The entries below should be quoted exactly, with no pictures carried over.

** BEGIN SUPPLIED MATERIAL **

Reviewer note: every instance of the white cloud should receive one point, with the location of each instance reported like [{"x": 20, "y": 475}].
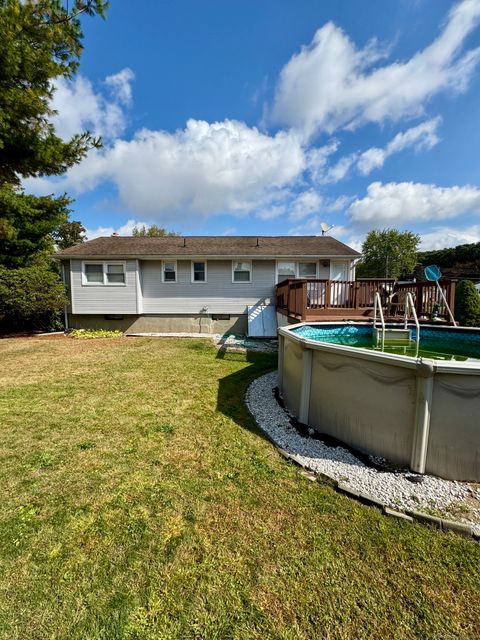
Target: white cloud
[
  {"x": 397, "y": 202},
  {"x": 124, "y": 230},
  {"x": 121, "y": 85},
  {"x": 331, "y": 84},
  {"x": 443, "y": 237},
  {"x": 204, "y": 169},
  {"x": 80, "y": 108},
  {"x": 305, "y": 204},
  {"x": 423, "y": 136}
]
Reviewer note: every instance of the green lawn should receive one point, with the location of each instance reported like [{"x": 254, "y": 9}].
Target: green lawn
[{"x": 139, "y": 501}]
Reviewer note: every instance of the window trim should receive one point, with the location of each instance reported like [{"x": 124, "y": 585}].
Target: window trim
[
  {"x": 297, "y": 269},
  {"x": 315, "y": 262},
  {"x": 250, "y": 280},
  {"x": 164, "y": 262},
  {"x": 277, "y": 276},
  {"x": 192, "y": 273},
  {"x": 105, "y": 282}
]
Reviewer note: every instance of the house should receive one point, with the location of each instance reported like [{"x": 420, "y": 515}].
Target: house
[{"x": 190, "y": 283}]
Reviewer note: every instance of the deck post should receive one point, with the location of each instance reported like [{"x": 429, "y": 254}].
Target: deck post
[
  {"x": 304, "y": 301},
  {"x": 281, "y": 346},
  {"x": 304, "y": 411},
  {"x": 327, "y": 294},
  {"x": 451, "y": 296},
  {"x": 425, "y": 371}
]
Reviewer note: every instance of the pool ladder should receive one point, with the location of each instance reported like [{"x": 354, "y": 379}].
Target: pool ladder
[{"x": 392, "y": 335}]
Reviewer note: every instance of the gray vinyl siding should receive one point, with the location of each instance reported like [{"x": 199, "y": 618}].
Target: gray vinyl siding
[
  {"x": 104, "y": 299},
  {"x": 219, "y": 294}
]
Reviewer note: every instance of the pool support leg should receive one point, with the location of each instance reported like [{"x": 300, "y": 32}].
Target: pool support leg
[
  {"x": 425, "y": 371},
  {"x": 306, "y": 385}
]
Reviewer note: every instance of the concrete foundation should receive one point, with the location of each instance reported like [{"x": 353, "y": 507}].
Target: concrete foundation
[{"x": 161, "y": 323}]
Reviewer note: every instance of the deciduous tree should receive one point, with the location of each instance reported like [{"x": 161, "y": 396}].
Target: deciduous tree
[{"x": 152, "y": 232}]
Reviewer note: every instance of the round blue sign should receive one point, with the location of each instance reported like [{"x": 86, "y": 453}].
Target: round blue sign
[{"x": 433, "y": 273}]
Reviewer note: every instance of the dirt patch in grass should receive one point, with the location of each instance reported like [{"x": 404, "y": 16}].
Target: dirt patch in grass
[{"x": 140, "y": 501}]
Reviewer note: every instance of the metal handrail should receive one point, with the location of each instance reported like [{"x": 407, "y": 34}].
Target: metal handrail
[
  {"x": 377, "y": 304},
  {"x": 409, "y": 303}
]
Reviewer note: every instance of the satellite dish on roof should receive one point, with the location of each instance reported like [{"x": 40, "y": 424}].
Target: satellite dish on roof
[
  {"x": 324, "y": 227},
  {"x": 432, "y": 273}
]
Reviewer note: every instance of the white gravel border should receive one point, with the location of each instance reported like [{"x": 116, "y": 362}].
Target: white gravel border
[{"x": 393, "y": 490}]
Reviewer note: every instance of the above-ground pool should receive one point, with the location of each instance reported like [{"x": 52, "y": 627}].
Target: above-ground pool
[{"x": 417, "y": 406}]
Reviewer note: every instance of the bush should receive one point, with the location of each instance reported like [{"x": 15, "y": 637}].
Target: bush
[
  {"x": 467, "y": 304},
  {"x": 32, "y": 298},
  {"x": 89, "y": 334}
]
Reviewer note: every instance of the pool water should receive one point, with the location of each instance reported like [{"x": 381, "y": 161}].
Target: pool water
[{"x": 439, "y": 344}]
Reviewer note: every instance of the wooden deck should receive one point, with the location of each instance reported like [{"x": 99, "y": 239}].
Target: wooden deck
[{"x": 315, "y": 300}]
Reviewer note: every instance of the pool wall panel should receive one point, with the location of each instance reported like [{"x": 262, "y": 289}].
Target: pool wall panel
[
  {"x": 374, "y": 402},
  {"x": 368, "y": 405}
]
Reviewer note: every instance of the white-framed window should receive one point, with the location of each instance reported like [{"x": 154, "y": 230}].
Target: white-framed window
[
  {"x": 296, "y": 269},
  {"x": 104, "y": 273},
  {"x": 169, "y": 271},
  {"x": 286, "y": 269},
  {"x": 241, "y": 270},
  {"x": 199, "y": 270},
  {"x": 307, "y": 269}
]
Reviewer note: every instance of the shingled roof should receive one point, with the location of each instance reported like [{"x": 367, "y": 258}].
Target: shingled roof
[{"x": 218, "y": 246}]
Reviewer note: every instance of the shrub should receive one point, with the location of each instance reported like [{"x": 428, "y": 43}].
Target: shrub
[
  {"x": 89, "y": 334},
  {"x": 32, "y": 298},
  {"x": 467, "y": 304}
]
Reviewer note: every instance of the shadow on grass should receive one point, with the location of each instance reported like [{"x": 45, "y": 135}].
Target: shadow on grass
[{"x": 232, "y": 388}]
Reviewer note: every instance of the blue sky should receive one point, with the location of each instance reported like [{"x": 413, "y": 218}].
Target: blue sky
[{"x": 272, "y": 117}]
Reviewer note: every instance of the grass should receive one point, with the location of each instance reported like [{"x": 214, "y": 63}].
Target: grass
[{"x": 139, "y": 501}]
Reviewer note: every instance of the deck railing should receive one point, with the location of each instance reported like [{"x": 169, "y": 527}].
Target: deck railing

** END SUPPLIED MATERIAL **

→ SOLUTION FOR THIS TASK
Reviewer note: every instance of the white cloud should receive one point, with the location of each instance reported like [{"x": 20, "y": 475}].
Target: white cloud
[
  {"x": 397, "y": 202},
  {"x": 124, "y": 230},
  {"x": 121, "y": 85},
  {"x": 331, "y": 84},
  {"x": 443, "y": 237},
  {"x": 204, "y": 169},
  {"x": 80, "y": 108},
  {"x": 305, "y": 204},
  {"x": 423, "y": 136}
]
Reviewer note: every instance of the green lawn should receive one point, with the location of each instance reported like [{"x": 254, "y": 9}].
Target: green lawn
[{"x": 139, "y": 501}]
Reviewer note: every instance of the window trim should receive one point, with the location of each instance reported like [{"x": 124, "y": 585}].
Target: window trim
[
  {"x": 297, "y": 269},
  {"x": 315, "y": 262},
  {"x": 250, "y": 280},
  {"x": 164, "y": 262},
  {"x": 277, "y": 276},
  {"x": 192, "y": 273},
  {"x": 105, "y": 282}
]
Reviewer note: every instance of the house should receive one point, with the location of each instance reported like [{"x": 420, "y": 515}].
Target: house
[{"x": 190, "y": 283}]
Reviewer note: every instance of the deck post should receive one point, with the location of each instance reported like [{"x": 429, "y": 254}].
Target: deck post
[
  {"x": 304, "y": 301},
  {"x": 281, "y": 346},
  {"x": 304, "y": 411},
  {"x": 327, "y": 294},
  {"x": 451, "y": 296},
  {"x": 425, "y": 371}
]
Reviewer note: every instance of the pool ladder should receive one point, with the location of each instance reported like [{"x": 354, "y": 379}].
Target: pool ladder
[{"x": 392, "y": 335}]
Reviewer note: every instance of the gray vinyl siding should receive one point, with the location of each instance reported like [{"x": 199, "y": 618}].
Target: gray vinyl siding
[
  {"x": 104, "y": 299},
  {"x": 219, "y": 294}
]
Reviewer note: every instance of the pool support leg should receive one point, with the location of each instance reported like [{"x": 300, "y": 32}].
Target: pool support leg
[
  {"x": 425, "y": 371},
  {"x": 306, "y": 385}
]
Reviewer note: every instance of the concrete foundation should receive one point, with the location of each instance reported like [{"x": 353, "y": 507}].
Target: concrete foundation
[{"x": 161, "y": 323}]
Reviewer note: every instance of the deciduous tree should receive one point, with the location of each instance reported like [{"x": 161, "y": 396}].
Target: deciduous tree
[{"x": 152, "y": 232}]
Reviewer note: every instance of the round blue sign should receive one point, with the location of each instance reported like [{"x": 86, "y": 453}].
Target: round blue sign
[{"x": 433, "y": 273}]
Reviewer note: every instance of the dirt patch in grass should receive one point, with the location of each instance reported like [{"x": 404, "y": 16}].
Target: dirt patch in grass
[{"x": 140, "y": 501}]
Reviewer note: every instance of the metal handrail should receive one point, with the location of each instance reported like [{"x": 407, "y": 34}].
Target: metal handrail
[
  {"x": 377, "y": 304},
  {"x": 409, "y": 303}
]
Reviewer note: every instance of the satellite dish on roof should receive one point, with the location of each instance reported like [{"x": 40, "y": 424}].
Target: satellite dish on roof
[
  {"x": 324, "y": 227},
  {"x": 432, "y": 273}
]
Reviewer note: every instance of the white gravel border should receive one point, with the location of each instance reported like [{"x": 116, "y": 362}].
Target: white gravel border
[{"x": 393, "y": 490}]
Reviewer note: every instance of the above-ground pool should receive one point, with the location of each instance reported like [{"x": 52, "y": 627}].
Target: above-ground pool
[{"x": 417, "y": 406}]
Reviewer note: every instance of the bush should receive one point, with the location of each instance reported like [{"x": 15, "y": 637}].
Target: bush
[
  {"x": 467, "y": 304},
  {"x": 32, "y": 298},
  {"x": 89, "y": 334}
]
Reviewer note: every instance of the pool water should receive one point, with the location of each instance reported like [{"x": 381, "y": 161}].
Target: pool water
[{"x": 439, "y": 344}]
Reviewer note: every instance of the wooden deck should receive one point, with the location of each instance reported like [{"x": 99, "y": 239}].
Target: wooden deck
[{"x": 315, "y": 300}]
Reviewer note: every instance of the pool wall panel should receive one point, with the location of each instance reported like [{"x": 262, "y": 289}].
Target: pool wall panel
[
  {"x": 374, "y": 402},
  {"x": 368, "y": 405}
]
Reviewer note: every instance of the white-framed window should receive one point, with the location of each instance reported like [{"x": 154, "y": 230}].
Target: white-framed window
[
  {"x": 296, "y": 269},
  {"x": 104, "y": 273},
  {"x": 169, "y": 271},
  {"x": 286, "y": 269},
  {"x": 241, "y": 270},
  {"x": 199, "y": 270},
  {"x": 307, "y": 269}
]
Reviewer note: every instance of the shingled roof should receive one point, with the location of each instance reported like [{"x": 367, "y": 258}].
Target: shingled roof
[{"x": 218, "y": 246}]
Reviewer note: every instance of the shrub should receive one point, with the location of each instance reported like [{"x": 428, "y": 43}].
Target: shrub
[
  {"x": 89, "y": 334},
  {"x": 32, "y": 298},
  {"x": 467, "y": 304}
]
Reviewer note: every instance of the shadow on grass should receive one point, with the location of each instance reported like [{"x": 45, "y": 135}].
Target: shadow on grass
[{"x": 232, "y": 388}]
Reviewer note: every instance of the blue sky should receive one point, with the location of each instance reported like [{"x": 413, "y": 218}].
Target: blue sky
[{"x": 272, "y": 117}]
Reviewer note: every instance of the grass should receive one point, with the location of each instance reported like [{"x": 214, "y": 63}].
Target: grass
[{"x": 139, "y": 501}]
Reviewer note: every instance of the deck railing should receive one point, with the location of each instance reported like [{"x": 169, "y": 527}].
Target: deck railing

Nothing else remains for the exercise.